* **TEKSTFRAGMENT**
_____
Er werden geen significante verschillen gevonden tussen de behandelgroepen wat betreft functioneren, symptoomverandering of het aantal jongeren dat een psychose ontwikkelde. Binnen 12 maanden kreeg 13,3% van de deelnemers een psychose; 27,2% bereikte remissie (McGorry et al., 2023). Een belangrijk secundair doel van de studie was het analyseren van de therapeutische werkalliantie als voorspeller van behandeluitkomsten. De alliantie werd gemeten bij 6 en 12 maanden, vanuit zowel het perspectief van de therapeut als de jongere (n = 212; gemiddelde leeftijd 17,4 jaar; ~60% vrouw). Ook werd onderzocht of veranderingen in denkstijlen een verklarende rol speelden tussen de therapeutische relatie en behandeluitkomsten, zoals subklinische psychotische symptomen en bredere psychopathologie.
Wat lieten de resultaten zien? Een sterke werkalliantie (beoordeeld door jongeren) bij de 6-maanden follow-up hing samen met verbeteringen in algemene psychopathologie, denkstijlen, sociaal functioneren, kwaliteit van leven en (in mindere mate) een afname van positieve symptomen. Bij de 12-maanden follow-up bleven alleen de verbeteringen in depressieve symptomen, algemene en negatieve symptomen, en kwaliteit van leven overeind. De onderzoekers wijzen op de kleinere steekproefgrootte als mogelijke verklaring voor het ontbreken van verdere effecten. Wat betreft de beoordeling van therapeuten bleek een sterkere werkalliantie geassocieerd met lagere symptomen en beter functioneren bij aanvang van de behandeling. Mogelijk beoordelen therapeuten de relatie als beter bij jongeren met minder ernstige klachten – een patroon dat ook zichtbaar was bij de deelnemers. Een goede therapeutische relatie lijkt dus vooral effectief wanneer de jongere al over meer vaardigheden en cognitief inzicht beschikt, zoals minder psychopathologie en beter globaal functioneren.
_____
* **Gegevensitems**
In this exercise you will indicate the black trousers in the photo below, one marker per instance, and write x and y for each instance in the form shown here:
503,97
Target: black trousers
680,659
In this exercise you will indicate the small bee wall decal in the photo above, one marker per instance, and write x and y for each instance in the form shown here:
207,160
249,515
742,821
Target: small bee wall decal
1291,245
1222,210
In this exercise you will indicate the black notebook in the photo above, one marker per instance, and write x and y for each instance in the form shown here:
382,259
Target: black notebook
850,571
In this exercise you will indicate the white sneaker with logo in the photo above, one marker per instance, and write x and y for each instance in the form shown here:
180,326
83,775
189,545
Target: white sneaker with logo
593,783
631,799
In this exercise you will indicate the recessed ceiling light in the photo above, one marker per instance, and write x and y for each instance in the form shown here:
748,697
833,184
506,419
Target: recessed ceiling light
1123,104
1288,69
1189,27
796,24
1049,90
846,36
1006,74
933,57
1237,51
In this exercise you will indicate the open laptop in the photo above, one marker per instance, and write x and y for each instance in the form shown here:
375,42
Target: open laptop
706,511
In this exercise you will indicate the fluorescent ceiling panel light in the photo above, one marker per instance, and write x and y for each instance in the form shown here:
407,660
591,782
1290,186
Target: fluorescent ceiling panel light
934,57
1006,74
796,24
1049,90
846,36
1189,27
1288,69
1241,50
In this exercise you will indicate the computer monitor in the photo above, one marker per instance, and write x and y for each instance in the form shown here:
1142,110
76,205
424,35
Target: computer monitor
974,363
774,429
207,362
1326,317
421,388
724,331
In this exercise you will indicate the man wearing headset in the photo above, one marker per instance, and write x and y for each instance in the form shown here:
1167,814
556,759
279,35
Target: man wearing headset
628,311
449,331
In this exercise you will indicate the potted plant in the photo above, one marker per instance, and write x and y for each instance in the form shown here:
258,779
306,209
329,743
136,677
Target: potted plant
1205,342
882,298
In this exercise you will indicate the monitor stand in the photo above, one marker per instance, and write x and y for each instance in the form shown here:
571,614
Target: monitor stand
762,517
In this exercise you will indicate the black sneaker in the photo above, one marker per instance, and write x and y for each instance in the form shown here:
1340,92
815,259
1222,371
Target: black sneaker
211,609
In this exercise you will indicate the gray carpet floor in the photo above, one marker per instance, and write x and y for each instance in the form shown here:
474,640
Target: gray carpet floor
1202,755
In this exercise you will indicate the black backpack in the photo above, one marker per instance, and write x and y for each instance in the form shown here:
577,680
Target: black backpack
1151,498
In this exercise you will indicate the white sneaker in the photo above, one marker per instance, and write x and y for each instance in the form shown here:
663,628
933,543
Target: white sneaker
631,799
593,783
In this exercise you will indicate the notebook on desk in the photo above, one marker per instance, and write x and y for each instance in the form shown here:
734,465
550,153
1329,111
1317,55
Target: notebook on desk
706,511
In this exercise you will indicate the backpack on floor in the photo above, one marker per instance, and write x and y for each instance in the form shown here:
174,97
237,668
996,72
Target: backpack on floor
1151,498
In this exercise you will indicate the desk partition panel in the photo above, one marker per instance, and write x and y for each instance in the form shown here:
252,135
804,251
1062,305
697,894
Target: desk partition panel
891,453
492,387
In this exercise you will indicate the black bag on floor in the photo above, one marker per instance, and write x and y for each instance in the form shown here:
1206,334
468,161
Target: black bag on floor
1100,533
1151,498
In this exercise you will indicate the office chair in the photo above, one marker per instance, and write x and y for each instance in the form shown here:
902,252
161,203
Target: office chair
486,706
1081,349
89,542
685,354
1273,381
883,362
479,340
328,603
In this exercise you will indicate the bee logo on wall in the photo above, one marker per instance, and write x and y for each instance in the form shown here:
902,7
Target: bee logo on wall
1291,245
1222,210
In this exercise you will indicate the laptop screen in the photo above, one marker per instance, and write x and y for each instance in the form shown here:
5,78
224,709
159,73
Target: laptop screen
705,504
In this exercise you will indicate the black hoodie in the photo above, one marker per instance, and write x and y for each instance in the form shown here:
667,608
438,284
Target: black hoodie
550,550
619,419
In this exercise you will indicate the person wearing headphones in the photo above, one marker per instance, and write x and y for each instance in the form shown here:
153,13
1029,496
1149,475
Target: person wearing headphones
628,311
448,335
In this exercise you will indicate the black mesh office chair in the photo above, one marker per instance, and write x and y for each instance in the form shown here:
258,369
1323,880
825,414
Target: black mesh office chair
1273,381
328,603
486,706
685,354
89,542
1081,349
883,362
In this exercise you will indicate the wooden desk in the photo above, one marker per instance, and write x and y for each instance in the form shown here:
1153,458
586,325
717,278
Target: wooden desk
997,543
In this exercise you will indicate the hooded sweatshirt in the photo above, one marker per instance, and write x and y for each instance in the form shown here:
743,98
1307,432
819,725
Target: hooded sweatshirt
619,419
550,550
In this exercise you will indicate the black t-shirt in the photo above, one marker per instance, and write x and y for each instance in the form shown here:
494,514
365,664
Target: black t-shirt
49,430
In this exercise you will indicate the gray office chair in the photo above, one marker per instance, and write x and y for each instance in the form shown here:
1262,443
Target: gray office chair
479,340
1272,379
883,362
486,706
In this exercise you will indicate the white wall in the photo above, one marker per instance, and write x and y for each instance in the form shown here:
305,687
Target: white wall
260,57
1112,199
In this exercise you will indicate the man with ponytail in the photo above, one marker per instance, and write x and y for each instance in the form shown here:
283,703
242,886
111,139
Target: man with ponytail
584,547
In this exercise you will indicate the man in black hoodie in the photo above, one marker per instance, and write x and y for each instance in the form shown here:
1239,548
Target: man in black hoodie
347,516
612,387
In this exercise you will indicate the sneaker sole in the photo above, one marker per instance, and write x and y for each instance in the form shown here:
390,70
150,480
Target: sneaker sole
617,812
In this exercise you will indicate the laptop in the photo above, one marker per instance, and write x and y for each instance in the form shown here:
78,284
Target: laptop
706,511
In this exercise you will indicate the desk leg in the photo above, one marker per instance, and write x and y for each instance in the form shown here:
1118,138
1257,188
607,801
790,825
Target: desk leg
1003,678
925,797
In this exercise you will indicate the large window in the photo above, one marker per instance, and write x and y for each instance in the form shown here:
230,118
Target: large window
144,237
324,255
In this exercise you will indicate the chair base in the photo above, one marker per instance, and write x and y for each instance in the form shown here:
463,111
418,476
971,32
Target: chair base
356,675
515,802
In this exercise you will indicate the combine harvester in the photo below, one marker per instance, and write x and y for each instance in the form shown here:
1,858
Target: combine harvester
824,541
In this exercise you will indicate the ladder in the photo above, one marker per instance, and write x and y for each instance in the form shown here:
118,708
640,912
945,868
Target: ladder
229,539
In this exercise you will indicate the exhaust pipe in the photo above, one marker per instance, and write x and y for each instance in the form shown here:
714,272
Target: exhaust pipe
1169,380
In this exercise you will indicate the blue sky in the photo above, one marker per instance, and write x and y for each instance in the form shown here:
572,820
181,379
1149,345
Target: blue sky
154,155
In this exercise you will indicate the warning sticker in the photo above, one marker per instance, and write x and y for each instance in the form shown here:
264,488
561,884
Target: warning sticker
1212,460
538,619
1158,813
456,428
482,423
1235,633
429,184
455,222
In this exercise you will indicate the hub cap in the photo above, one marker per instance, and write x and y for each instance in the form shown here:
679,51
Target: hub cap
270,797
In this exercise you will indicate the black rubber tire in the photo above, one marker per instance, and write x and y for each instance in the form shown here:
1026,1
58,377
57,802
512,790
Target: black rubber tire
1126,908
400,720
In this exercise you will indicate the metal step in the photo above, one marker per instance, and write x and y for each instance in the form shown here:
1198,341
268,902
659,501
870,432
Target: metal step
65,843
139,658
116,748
_____
* **OPDRACHTEN**
A. Geef de passage uit het tekstfragment over de therapeutische werkalliantie woordelijk terug, beginnend bij "Er werden geen" en eindigend bij "en bredere psychopathologie.".
B. Stemmen de volgende uitspraken overeen met het tekstfragment over de therapeutische werkalliantie? Antwoord per uitspraak met ja of nee en citeer de doorslaggevende woorden letterlijk.
(i) Binnen 12 maanden ontwikkelde 13,3% van de deelnemers een psychose.
(ii) De werkalliantie werd uitsluitend vanuit het perspectief van de therapeut gemeten.
(iii) Bij de 12-maanden follow-up bleef de verbetering in sociaal functioneren overeind.
C. Schrijf het vervolg van het tekstfragment over de therapeutische werkalliantie, aansluitend op de laatste zin.
De lijst heeft geen verband met het tekstfragment over de therapeutische werkalliantie.

* **ANTWOORDEN**
A.
Er werden geen significante verschillen gevonden tussen de behandelgroepen wat betreft functioneren, symptoomverandering of het aantal jongeren dat een psychose ontwikkelde. Binnen 12 maanden kreeg 13,3% van de deelnemers een psychose; 27,2% bereikte remissie (McGorry et al., 2023). Een belangrijk secundair doel van de studie was het analyseren van de therapeutische werkalliantie als voorspeller van behandeluitkomsten. De alliantie werd gemeten bij 6 en 12 maanden, vanuit zowel het perspectief van de therapeut als de jongere (n = 212; gemiddelde leeftijd 17,4 jaar; ~60% vrouw). Ook werd onderzocht of veranderingen in denkstijlen een verklarende rol speelden tussen de therapeutische relatie en behandeluitkomsten, zoals subklinische psychotische symptomen en bredere psychopathologie.

B.
(i) Ja: "Binnen 12 maanden kreeg 13,3% van de deelnemers een psychose"
(ii) Nee: "vanuit zowel het perspectief van de therapeut als de jongere"
(iii) Nee: "Bij de 12-maanden follow-up bleven alleen de verbeteringen in depressieve symptomen, algemene en negatieve symptomen, en kwaliteit van leven overeind."

C.
De mediatieanalyse wees uit dat veranderingen in denkstijlen gedeeltelijk verklaren hoe een goede therapeutische relatie leidt tot afname van subklinische psychotische symptomen. Er was sprake van zowel een direct effect van de werkalliantie, als een indirect effect via cognitieve veranderingen – een zogenaamd aanvullend mediatie-effect. Dit suggereert dat de therapeutische relatie niet alleen direct bijdraagt aan klinische verandering, maar dat verbetering in denkstijlen dit effect verder versterkt.. In een tweede analyse, gericht op algemene psychopathologie, werd zelfs een volledige mediatie gevonden: het effect van de werkalliantie werd volledig verklaard door verbeteringen in denkstijlen.
Deze bevindingen onderstrepen het belang van cognitieve processen als werkingsmechanisme in de relatie tussen therapeut en jongere.
De auteurs suggereren dat de therapeutische relatie bij jongeren met een verhoogd psychoserisico mogelijk meer is dan een ondersteunende factor — het kan een actief werkingsmechanisme zijn binnen de behandeling. Tegelijkertijd is voorzichtigheid geboden: het uitvalpercentage was hoog, er ontbrak een meting van de werkalliantie bij aanvang (waardoor onduidelijk is of de therapeutische relatie zich ontwikkelde of al vanaf het begin aanwezig was), en de populatie was jong en relatief goed functionerend bij start. Mogelijk beïnvloeden leeftijd en ontwikkelingsfase hoe de therapeutische relatie tot stand komt en wordt ervaren.
Opvallend is de beperkte verbetering in positieve symptomen, wat de vraag oproept in hoeverre de werkalliantie effect heeft op kernsymptomen van psychoserisico. Dit onderstreept het belang van een gerichte aanpak, waarbij behandeling wordt afgestemd op individuele casuskenmerken.
In het CGTuhr-protocol, zoals aanbevolen in de Nederlandse richtlijn, wordt ook aandacht besteed aan het herkennen en uitdagen van disfunctionele denkstijlen, gevolgd door gerichte CGT-interventies. Wanneer hierbij ook actief aandacht is voor het opbouwen van een sterke therapeutische relatie, kan dit de behandeluitkomsten verder versterken.